● 抜粋
.....

ひそやかなネコの語らい(平成25年9月29日)

バラをいけた花びん。

オレンジ色のやや小さめの花びら。

ネコどうしがひそやかに語り合う。

「きのうが誕生日だったんだね」

「誰のだろう?」

「私たちのことじゃない」

「9月うまれだもの」

日曜日の昼下がり、

あたたかな陽射しをあびながら、

ネコはふたたび、まどろむのだった。

すいふよう(平成25年9月28日)

真夏の花なのに、今年は咲かなかった。

ふしぎに思っていたら、9月も半ばをすぎてから

思い出したように咲き始めた。

遅刻すまいと懸命に走る中学生のように。

朝、はなびらは真っ白。

ふちから少しずつ色が変わり、

夕方、ピンクに染まっている。

すいは酔。酔いのまわった顔の

ようなはなびらの色。

暗くなるとはなびらは閉じて

まんまるの座布団のようになる。

そして落下,落下、また落花。

たった一日だけの花のいのち。

深夜、見に行った。

さやから白いはなびらが

のぞきかける。

早朝、再び見に行った。

風にゆられて、蝶の羽のように。

花のいのちは短くて。

 

 

雲は流るる(平成25年9月28日)

夕暮れが早くなった。

午後6時。外は真っ暗。

秋分がすぎたのだから、

日暮れは早く、日の出は遅くなっていく。

西脇順三郎の詩を思い出した。

(覆された宝石)のような朝

何人か戸口にて誰かとささやく

それは神の生誕の日

現代の何人かは戸口で別のことをささやく

秋から冬へ

空は底がないほどに澄みわたる

これほど美しい季節はない

 

 

いちじくの実(平成25年9月28日)

いちじくはどこから来たのだろう。

干しいちじくを買うとトルコ産が多い。

だからトルコ。

トルコのイチジクはどこから来たのだろう。

アフリカではチンパンジーがいちじくの木に

よじ登り、実を食べる。

.....

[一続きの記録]
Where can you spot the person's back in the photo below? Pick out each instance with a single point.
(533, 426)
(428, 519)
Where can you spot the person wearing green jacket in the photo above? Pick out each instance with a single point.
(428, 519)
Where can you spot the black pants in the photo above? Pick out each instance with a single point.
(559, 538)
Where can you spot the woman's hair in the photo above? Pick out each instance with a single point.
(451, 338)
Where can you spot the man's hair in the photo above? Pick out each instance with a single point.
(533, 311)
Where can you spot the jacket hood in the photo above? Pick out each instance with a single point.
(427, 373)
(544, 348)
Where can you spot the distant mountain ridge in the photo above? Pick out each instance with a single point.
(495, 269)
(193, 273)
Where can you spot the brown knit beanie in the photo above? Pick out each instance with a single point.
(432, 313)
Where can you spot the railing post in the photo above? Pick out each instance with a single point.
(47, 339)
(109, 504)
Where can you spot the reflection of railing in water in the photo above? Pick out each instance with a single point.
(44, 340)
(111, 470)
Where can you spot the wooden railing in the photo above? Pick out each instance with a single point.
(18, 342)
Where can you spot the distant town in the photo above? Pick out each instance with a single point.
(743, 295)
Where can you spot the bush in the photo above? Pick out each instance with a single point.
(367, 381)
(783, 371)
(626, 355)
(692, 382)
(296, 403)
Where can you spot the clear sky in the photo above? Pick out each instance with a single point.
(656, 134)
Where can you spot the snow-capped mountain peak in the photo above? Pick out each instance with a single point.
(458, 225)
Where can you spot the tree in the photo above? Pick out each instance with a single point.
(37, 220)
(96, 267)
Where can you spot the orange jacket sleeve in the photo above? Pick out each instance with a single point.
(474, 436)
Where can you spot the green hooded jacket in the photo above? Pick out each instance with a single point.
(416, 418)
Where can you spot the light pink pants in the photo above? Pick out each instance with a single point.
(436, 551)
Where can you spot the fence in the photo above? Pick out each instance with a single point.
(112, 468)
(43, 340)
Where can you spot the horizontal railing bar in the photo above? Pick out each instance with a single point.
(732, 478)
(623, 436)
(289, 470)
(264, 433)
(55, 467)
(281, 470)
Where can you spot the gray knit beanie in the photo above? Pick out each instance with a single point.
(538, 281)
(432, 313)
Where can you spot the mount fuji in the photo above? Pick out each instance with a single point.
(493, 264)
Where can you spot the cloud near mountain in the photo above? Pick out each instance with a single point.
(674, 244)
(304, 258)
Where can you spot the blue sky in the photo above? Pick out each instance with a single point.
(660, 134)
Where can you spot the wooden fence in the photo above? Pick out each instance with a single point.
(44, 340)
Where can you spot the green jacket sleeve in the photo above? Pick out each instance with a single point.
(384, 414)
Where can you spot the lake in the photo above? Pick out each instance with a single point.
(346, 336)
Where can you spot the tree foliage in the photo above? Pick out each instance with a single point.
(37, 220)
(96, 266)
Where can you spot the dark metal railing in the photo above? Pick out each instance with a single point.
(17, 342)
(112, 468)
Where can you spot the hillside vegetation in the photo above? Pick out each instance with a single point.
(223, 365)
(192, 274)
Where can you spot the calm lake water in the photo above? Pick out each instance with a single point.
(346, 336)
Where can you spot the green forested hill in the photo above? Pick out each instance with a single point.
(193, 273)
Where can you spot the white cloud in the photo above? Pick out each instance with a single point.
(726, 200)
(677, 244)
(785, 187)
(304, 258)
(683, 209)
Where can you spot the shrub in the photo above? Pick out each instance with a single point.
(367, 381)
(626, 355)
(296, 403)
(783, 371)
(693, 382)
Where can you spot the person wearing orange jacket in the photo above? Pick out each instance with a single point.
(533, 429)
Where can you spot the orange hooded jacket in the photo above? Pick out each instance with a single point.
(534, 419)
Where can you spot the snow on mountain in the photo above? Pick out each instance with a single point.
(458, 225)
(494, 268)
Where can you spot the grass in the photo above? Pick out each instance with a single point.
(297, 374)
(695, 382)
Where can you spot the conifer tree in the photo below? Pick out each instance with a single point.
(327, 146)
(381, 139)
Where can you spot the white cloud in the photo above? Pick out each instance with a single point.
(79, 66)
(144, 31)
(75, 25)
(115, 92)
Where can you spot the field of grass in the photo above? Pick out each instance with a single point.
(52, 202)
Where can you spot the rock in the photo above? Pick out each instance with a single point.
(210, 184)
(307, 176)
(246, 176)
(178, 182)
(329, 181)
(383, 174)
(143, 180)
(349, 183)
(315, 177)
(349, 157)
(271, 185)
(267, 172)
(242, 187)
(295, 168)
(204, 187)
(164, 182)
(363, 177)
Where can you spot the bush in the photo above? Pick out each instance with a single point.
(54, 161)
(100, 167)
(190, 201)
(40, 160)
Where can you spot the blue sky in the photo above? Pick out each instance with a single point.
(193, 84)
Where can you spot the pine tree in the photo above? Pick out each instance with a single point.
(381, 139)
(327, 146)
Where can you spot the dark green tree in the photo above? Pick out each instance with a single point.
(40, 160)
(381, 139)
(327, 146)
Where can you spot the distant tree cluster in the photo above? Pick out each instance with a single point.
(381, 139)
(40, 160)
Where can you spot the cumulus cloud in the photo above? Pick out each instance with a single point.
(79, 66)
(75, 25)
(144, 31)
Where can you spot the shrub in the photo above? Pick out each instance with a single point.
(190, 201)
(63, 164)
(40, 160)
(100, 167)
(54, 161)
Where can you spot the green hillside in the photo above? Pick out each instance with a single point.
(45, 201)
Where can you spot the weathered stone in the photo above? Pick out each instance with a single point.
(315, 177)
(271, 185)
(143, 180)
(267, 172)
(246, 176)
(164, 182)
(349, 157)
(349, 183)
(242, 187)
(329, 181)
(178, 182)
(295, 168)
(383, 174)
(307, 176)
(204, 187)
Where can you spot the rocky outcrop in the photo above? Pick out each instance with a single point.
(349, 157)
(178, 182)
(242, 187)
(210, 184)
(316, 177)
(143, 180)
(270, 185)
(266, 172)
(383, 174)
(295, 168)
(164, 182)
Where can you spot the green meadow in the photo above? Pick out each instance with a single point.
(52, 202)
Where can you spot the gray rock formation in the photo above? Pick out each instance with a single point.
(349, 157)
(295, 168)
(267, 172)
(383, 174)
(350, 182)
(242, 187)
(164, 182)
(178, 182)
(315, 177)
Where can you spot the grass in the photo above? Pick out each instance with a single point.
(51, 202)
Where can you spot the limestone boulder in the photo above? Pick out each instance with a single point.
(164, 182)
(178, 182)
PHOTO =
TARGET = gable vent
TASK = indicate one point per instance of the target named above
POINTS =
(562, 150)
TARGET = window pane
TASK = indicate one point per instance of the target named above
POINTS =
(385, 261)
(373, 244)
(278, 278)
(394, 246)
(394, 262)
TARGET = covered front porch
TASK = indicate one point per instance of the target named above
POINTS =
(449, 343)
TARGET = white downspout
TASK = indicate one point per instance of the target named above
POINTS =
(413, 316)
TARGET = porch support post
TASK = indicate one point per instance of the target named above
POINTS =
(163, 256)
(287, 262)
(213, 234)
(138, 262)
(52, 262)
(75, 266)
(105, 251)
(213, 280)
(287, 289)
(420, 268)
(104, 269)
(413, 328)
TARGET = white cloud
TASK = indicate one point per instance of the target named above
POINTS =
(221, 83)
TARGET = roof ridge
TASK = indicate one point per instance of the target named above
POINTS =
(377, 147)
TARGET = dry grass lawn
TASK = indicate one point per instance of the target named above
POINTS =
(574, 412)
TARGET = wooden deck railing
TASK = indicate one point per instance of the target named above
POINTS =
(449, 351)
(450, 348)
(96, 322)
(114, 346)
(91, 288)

.....

● 短い課題
抜粋の全文を、一字一句変えずに書き写すこと。

● 記述回答
ひそやかなネコの語らい(平成25年9月29日)

バラをいけた花びん。

オレンジ色のやや小さめの花びら。

ネコどうしがひそやかに語り合う。

「きのうが誕生日だったんだね」

「誰のだろう?」

「私たちのことじゃない」

「9月うまれだもの」

日曜日の昼下がり、

あたたかな陽射しをあびながら、

ネコはふたたび、まどろむのだった。

すいふよう(平成25年9月28日)

真夏の花なのに、今年は咲かなかった。

ふしぎに思っていたら、9月も半ばをすぎてから

思い出したように咲き始めた。

遅刻すまいと懸命に走る中学生のように。

朝、はなびらは真っ白。

ふちから少しずつ色が変わり、

夕方、ピンクに染まっている。

すいは酔。酔いのまわった顔の

ようなはなびらの色。

暗くなるとはなびらは閉じて

まんまるの座布団のようになる。

そして落下,落下、また落花。

たった一日だけの花のいのち。

深夜、見に行った。

さやから白いはなびらが

のぞきかける。

早朝、再び見に行った。

風にゆられて、蝶の羽のように。

花のいのちは短くて。

 

 

雲は流るる(平成25年9月28日)

夕暮れが早くなった。

午後6時。外は真っ暗。

秋分がすぎたのだから、

日暮れは早く、日の出は遅くなっていく。

西脇順三郎の詩を思い出した。

(覆された宝石)のような朝

何人か戸口にて誰かとささやく

それは神の生誕の日

現代の何人かは戸口で別のことをささやく

秋から冬へ

空は底がないほどに澄みわたる

これほど美しい季節はない

 

 

いちじくの実(平成25年9月28日)

いちじくはどこから来たのだろう。

干しいちじくを買うとトルコ産が多い。

だからトルコ。

トルコのイチジクはどこから来たのだろう。

アフリカではチンパンジーがいちじくの木に

よじ登り、実を食べる。